** Opening Provided passage block **
Last spring, I taught a course at a local Catholic college. The school’s required curriculum includes a series of interdisciplinary courses on Catholic Social Teaching, which are meant to help students formulate a synthetic vision of reality in light of the Church’s understanding of civic and social engagement. The premise of my class was fairly straightforward: Catholic Social Teaching is the fruit of an argument (embodied in the tradition of Christian life, culture, and theology) that addresses realities (God, creation, the moral life, Christ, salvation, and the last things) that are necessary and urgent for all men.
** Closing Provided passage block **
** Opening Information given block **
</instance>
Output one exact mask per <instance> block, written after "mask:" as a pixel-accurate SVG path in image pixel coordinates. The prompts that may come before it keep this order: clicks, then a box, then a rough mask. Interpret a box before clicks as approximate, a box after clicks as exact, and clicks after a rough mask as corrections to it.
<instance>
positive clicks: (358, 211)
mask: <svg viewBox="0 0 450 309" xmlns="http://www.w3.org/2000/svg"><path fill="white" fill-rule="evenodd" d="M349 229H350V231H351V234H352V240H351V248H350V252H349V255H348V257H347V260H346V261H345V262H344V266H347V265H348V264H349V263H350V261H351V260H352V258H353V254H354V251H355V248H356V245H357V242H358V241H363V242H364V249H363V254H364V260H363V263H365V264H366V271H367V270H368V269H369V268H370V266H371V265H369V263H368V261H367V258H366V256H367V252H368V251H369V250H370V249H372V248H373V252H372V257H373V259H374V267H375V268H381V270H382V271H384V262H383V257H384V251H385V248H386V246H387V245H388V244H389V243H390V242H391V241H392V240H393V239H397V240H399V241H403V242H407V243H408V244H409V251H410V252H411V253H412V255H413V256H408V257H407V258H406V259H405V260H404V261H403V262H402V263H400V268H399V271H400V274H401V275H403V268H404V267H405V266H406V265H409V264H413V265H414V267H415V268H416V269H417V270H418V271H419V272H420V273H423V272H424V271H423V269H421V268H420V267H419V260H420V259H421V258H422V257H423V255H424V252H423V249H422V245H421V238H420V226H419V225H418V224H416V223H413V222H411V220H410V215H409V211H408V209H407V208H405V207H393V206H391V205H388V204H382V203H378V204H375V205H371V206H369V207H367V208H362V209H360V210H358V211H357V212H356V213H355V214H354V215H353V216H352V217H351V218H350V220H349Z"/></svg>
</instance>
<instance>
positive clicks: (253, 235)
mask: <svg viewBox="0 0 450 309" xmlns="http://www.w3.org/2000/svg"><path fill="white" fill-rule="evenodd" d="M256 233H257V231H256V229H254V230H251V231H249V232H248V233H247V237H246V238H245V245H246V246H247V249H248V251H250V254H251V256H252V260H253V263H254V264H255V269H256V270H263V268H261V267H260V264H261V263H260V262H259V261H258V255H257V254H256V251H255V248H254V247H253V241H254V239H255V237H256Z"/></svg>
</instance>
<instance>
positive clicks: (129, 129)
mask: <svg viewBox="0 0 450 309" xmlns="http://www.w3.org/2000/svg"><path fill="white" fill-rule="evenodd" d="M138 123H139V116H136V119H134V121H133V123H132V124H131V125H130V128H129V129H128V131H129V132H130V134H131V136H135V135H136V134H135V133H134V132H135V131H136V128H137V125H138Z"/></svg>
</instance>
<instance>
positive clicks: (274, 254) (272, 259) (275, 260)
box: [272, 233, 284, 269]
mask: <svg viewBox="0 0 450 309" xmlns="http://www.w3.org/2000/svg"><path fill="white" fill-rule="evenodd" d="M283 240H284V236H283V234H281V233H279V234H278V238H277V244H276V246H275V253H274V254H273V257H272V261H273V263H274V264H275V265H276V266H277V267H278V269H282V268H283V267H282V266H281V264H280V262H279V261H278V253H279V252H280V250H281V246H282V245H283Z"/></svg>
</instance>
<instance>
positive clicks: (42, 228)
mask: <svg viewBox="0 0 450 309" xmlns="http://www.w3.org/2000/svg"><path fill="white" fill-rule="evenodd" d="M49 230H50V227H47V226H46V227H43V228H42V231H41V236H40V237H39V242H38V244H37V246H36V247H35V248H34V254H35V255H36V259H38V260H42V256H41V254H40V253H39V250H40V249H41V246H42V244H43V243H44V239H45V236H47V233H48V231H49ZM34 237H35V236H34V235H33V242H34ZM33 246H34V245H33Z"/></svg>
** Closing Information given block **
## Task to carry out
Continue the passage about teaching a course on Catholic Social Teaching, picking up right after its last sentence.

## Response for this exercise
In a spirit of conservative sobriety, I argued that tradition represents a kind of incarnate rationality. Against the revolutionary spirit, I echoed Chesterton: when you come to a fence in a deserted place, it is best to inquire what it’s keeping in or what it’s keeping out before tearing it down. And, as Chesterton argued further, Christianity merits this kind of scrutiny, for it has not been tried and found wanting so much as it has been found difficult and left untried. So, over the course of a semester, we conducted a whirlwind tour of Catholic history, culture, and theology, delving into the arguments of Catholic Social Teaching. The class—which contained young men and women from a variety of religious traditions on a spectrum from close adherence to no adherence—found (what they thought to be) outmoded and obscurantist teachings to be better founded than they had previously imagined.

Along the way, I expected to encounter vehement opposition, but there was very little. When there was opposition, it came at a juncture I had not expected.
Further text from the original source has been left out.